WORK INSTRUCTIONS: Pull from the listing below every line that contains the word "window", and copy each such line in full.

DATA LINES:
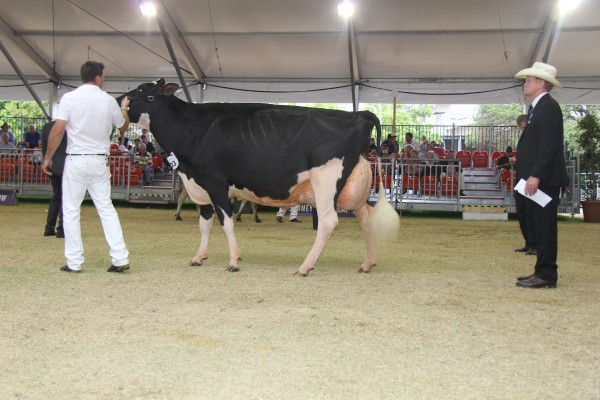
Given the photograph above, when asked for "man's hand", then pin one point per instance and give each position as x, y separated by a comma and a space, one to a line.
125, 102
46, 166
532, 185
==
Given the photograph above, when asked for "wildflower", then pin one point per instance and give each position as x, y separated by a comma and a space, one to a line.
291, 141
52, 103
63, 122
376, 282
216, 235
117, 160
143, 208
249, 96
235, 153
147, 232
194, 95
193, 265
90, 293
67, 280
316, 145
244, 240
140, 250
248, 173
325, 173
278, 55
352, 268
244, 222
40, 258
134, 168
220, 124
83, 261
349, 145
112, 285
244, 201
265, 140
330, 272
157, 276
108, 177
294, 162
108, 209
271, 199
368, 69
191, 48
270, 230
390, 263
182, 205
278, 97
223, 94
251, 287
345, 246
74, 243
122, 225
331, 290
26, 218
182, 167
==
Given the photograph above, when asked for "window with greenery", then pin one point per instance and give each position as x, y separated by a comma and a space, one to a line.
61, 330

EXPECTED ANSWER:
Given the photograph above, when asked for "window with greenery", then pin one point per instance and give each position as x, y separated by a comma and a space, one to a line.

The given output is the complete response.